SET EXERCISE:
Extract the items from the line holding "Point to the person in grey jacket." through the end of the items, inclusive, and repeat them word for word.

GIVEN INFORMATION:
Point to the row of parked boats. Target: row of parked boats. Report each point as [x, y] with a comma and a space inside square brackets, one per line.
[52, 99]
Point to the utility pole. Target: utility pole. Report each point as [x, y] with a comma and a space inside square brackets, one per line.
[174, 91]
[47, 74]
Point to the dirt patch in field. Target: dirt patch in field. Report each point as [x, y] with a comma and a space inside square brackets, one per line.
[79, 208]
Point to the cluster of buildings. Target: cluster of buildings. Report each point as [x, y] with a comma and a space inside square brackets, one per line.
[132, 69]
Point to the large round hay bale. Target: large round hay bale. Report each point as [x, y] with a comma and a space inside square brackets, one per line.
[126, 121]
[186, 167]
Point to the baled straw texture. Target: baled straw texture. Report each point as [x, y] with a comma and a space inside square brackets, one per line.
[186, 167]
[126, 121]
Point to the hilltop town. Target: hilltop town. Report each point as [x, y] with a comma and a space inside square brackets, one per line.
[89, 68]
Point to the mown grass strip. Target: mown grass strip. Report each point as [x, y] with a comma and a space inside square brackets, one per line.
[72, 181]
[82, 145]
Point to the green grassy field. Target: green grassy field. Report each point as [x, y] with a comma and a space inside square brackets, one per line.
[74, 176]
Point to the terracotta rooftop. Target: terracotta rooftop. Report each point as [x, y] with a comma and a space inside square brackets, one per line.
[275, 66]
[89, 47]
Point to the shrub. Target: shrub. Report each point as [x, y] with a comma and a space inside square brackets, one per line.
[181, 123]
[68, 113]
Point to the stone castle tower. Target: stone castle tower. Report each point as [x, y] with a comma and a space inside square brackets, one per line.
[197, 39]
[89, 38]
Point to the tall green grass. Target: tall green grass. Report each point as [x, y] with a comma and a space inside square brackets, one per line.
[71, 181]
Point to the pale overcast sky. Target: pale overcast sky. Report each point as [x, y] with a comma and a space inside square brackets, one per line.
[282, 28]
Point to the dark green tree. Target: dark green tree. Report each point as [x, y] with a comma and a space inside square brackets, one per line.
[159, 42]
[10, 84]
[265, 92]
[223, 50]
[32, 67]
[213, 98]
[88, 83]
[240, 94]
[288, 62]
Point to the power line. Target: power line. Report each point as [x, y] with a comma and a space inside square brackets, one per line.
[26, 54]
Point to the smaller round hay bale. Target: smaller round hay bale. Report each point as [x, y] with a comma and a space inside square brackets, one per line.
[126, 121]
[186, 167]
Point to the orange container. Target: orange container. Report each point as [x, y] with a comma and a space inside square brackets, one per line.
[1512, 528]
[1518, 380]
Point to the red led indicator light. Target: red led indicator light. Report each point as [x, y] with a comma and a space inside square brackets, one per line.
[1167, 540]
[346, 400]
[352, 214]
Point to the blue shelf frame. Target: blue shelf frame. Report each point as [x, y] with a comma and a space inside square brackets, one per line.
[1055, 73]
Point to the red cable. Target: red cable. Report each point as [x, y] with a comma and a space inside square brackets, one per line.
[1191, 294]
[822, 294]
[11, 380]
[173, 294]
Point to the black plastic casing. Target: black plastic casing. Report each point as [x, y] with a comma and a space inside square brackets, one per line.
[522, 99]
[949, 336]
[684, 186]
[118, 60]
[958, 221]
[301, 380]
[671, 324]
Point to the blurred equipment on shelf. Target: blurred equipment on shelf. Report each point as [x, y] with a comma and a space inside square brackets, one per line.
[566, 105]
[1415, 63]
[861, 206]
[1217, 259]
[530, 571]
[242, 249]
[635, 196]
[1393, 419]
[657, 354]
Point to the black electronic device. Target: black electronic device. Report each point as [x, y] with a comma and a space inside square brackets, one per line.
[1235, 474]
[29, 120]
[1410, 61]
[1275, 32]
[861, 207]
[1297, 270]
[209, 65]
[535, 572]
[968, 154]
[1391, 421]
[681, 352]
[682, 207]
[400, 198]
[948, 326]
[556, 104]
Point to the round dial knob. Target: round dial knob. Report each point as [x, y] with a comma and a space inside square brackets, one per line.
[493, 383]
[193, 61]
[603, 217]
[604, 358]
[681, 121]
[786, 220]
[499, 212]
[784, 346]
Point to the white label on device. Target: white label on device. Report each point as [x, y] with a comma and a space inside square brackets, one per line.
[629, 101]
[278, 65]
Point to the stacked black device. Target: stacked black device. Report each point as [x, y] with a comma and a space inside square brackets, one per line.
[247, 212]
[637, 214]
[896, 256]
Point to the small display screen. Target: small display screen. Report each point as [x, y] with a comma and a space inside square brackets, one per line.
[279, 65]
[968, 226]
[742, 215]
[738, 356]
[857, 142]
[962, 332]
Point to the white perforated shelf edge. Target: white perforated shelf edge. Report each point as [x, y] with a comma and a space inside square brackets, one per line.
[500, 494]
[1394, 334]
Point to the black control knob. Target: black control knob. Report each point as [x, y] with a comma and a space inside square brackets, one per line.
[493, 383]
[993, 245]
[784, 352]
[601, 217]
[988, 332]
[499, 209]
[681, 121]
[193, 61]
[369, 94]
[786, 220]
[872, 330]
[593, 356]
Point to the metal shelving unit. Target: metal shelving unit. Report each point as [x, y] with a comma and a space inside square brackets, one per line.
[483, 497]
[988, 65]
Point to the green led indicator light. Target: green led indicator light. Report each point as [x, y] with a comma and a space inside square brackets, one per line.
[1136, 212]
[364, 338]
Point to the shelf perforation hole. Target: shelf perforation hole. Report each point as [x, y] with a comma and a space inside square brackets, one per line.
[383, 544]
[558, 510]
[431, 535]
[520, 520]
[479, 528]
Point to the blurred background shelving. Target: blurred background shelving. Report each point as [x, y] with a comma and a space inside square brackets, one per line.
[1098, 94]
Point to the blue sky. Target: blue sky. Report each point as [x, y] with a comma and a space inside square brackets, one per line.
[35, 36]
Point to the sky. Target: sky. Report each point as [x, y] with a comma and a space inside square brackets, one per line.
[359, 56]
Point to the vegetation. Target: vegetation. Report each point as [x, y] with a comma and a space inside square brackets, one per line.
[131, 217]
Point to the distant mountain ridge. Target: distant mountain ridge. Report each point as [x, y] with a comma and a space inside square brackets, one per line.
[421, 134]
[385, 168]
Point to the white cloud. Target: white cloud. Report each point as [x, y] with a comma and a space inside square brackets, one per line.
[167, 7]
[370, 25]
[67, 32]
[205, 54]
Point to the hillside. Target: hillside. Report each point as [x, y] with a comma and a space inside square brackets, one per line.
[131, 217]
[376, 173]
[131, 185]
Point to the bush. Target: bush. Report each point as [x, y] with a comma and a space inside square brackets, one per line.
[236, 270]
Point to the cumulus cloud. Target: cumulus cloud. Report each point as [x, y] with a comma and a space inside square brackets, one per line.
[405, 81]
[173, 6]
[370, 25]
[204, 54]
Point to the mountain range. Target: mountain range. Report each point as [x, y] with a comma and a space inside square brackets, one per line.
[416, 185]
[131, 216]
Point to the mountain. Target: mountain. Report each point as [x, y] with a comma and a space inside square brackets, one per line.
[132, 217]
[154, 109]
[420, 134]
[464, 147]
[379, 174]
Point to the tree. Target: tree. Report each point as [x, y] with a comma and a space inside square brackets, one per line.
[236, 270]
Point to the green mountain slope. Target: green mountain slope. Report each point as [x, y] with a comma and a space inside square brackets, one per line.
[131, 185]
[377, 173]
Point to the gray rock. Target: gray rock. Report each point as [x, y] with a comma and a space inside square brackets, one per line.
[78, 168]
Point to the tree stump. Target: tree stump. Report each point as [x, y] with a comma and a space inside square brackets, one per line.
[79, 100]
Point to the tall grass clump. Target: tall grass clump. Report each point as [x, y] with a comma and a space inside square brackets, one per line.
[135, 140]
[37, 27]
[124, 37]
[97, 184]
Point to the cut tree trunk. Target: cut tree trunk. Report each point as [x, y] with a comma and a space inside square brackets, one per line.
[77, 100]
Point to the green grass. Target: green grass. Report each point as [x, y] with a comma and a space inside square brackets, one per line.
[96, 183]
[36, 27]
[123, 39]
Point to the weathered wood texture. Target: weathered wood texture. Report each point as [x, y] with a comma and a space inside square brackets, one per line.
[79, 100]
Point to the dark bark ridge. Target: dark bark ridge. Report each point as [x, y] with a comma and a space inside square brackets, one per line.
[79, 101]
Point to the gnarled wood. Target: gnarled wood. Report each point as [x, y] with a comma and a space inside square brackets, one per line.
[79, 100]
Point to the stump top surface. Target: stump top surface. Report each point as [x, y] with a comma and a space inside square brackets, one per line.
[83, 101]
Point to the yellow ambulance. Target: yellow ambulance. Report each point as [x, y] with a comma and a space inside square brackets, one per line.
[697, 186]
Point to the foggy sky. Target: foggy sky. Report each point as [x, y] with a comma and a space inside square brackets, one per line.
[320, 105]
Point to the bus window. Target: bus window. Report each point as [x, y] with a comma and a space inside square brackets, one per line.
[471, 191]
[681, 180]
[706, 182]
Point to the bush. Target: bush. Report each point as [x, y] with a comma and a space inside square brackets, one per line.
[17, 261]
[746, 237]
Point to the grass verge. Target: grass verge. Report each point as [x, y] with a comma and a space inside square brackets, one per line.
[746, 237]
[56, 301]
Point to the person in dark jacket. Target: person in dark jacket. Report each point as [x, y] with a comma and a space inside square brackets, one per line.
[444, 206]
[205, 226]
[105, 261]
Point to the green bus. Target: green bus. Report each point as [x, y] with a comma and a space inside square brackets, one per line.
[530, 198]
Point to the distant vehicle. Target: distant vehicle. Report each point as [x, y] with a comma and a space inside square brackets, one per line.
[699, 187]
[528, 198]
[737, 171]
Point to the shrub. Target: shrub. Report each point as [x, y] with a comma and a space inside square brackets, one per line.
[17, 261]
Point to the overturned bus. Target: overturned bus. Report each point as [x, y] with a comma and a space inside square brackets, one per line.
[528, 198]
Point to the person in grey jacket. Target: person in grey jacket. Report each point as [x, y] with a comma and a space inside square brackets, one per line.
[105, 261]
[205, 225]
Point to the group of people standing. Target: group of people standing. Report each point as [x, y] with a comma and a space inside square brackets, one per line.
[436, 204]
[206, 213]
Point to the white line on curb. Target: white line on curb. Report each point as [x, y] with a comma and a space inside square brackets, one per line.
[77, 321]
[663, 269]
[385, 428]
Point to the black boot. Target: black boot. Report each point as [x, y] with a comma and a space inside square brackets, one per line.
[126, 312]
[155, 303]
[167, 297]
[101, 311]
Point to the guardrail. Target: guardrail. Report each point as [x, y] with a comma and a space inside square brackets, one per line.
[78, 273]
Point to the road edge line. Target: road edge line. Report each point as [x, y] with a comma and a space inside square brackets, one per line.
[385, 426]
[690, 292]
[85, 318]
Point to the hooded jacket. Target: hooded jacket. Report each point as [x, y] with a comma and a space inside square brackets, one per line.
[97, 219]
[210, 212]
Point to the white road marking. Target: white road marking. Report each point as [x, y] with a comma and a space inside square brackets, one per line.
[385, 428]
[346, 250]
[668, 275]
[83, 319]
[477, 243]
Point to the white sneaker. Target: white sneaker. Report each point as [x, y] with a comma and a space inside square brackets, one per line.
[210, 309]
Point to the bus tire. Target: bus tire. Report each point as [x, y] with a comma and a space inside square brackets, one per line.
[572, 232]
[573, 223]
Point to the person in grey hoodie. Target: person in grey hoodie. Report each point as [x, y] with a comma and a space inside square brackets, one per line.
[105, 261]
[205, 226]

WRITTEN SOLUTION:
Point to the person in grey jacket. Target: person in grey jacket. Report each point as [x, y] with a comma and a space inside square brackets, one per line.
[105, 261]
[205, 225]
Point to the group of people standing. Target: group of people standing. Report each point as [x, y] with a comma and a space inside square brackets, one per line.
[436, 204]
[206, 213]
Point to the white line on curb. Target: white line on curb. Report each point as [x, y] with a comma and a space inside square brackets, one per line.
[77, 321]
[663, 269]
[385, 428]
Point to the black boot. Target: black boot. Report each point as [x, y] with a comma and a space inside square brackets, one per line.
[126, 312]
[155, 303]
[167, 297]
[101, 311]
Point to the guardrail. Target: guardrail. Report each point as [x, y] with a comma and a space inside square brackets, one per line.
[78, 273]
Point to the road edge line. Target: road edge line. Report each point as [x, y] with a comma and a space inside square brackets, one per line.
[385, 426]
[690, 292]
[85, 318]
Point to the hooded jacket. Target: hooded jacket. Report each point as [x, y] with a comma and a space inside square brackets, one per line.
[97, 219]
[210, 212]
Point to the white road marking. Target: white road marking. Report each point as [x, y] with a comma and a space inside square brackets, one per line.
[385, 428]
[346, 250]
[668, 275]
[83, 319]
[477, 243]
Point to the white sneaker. Target: white sneaker. Report each point as [x, y] with a comma and a space inside square brackets, one per line.
[210, 309]
Point to the bus tire. Target: bus tire. Report each point as [x, y] with a comma and a space inside square brackets, one per line.
[572, 232]
[573, 223]
Point to the person in grey hoodie. Target: person in grey hoodie. Report each point as [x, y] with a comma and a space inside square brackets, one per line.
[105, 261]
[205, 226]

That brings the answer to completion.